### Dataset extract
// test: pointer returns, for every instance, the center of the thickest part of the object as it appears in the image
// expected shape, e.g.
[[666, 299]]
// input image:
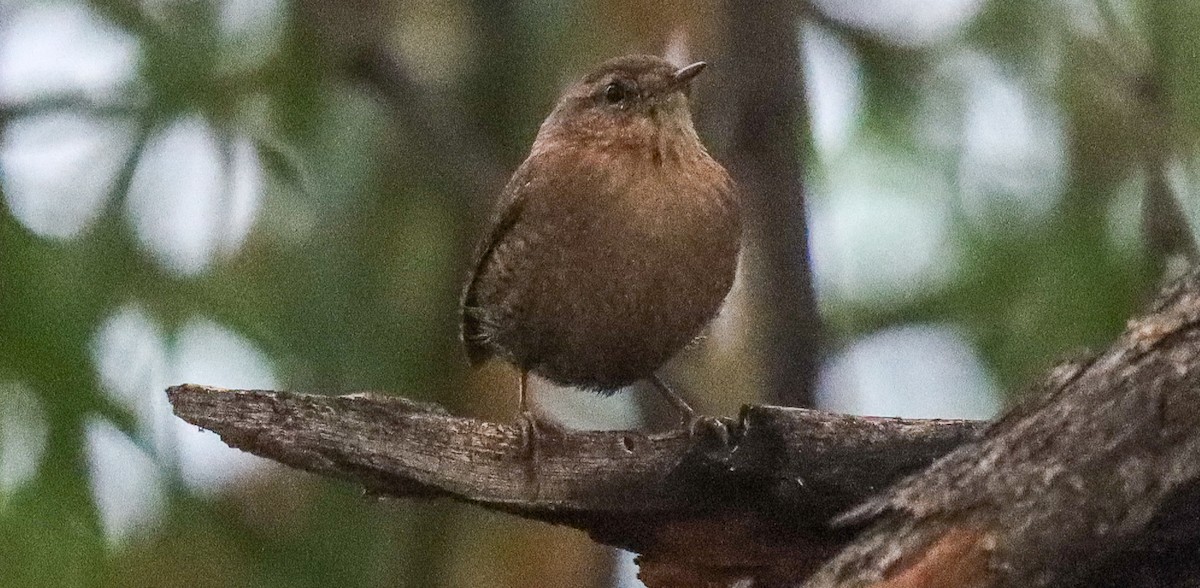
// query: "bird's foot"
[[701, 426]]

### Task directions
Show all lines of the material in which the word "image" can be found.

### Reply
// test: pointer returns, for every instance, the center of the thickest part of the object as it appears in the image
// input image:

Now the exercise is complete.